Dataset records
— start —

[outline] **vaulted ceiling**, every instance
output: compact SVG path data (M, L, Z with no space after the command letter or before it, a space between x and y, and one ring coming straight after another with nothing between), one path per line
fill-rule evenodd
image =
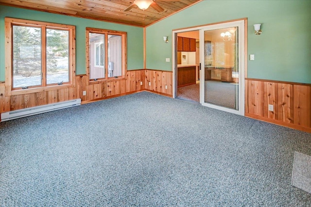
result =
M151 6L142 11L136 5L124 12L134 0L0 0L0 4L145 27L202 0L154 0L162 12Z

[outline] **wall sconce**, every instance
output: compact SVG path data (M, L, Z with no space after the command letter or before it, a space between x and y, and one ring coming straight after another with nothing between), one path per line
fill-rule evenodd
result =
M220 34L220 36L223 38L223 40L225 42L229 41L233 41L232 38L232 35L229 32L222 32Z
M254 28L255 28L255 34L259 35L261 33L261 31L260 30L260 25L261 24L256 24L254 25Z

— end —
— start —

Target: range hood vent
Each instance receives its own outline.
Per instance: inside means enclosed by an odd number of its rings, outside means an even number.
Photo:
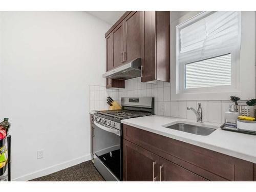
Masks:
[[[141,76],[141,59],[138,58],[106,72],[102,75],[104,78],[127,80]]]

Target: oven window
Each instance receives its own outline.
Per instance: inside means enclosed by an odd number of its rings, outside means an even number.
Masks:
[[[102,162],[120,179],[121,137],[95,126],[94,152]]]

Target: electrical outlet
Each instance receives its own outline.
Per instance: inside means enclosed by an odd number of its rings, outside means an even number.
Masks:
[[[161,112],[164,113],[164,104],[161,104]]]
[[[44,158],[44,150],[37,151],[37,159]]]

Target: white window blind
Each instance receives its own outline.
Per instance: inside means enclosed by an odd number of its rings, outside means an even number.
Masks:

— end —

Given task:
Edit the rows from the line with "[outline] **vaulted ceiling**, every instance" up to and including the line with "M254 28L255 28L255", replacing "every instance" with "all instances" and leaving everything else unchanged. Omit the pictures from your answer.

Reply to the exercise:
[outline] **vaulted ceiling**, all instances
output: compact SVG path data (M, L, Z with no space after the command letter or before it, a space between x and y, and one ring coming straight after another with nothing between), one path per line
fill-rule evenodd
image =
result =
M151 6L142 11L136 5L124 12L134 0L0 0L0 4L145 27L202 0L154 0L162 12Z

[outline] **wall sconce**, all instances
output: compact SVG path data (M, L, Z with no space after the command letter or before it, a space between x and y, and one ring coming straight after another with nothing between), one path per line
fill-rule evenodd
result =
M220 34L220 36L223 38L223 40L225 42L229 41L233 41L232 38L232 35L229 32L222 32Z
M254 28L255 28L255 34L259 35L261 33L261 31L260 30L260 25L261 24L256 24L254 25Z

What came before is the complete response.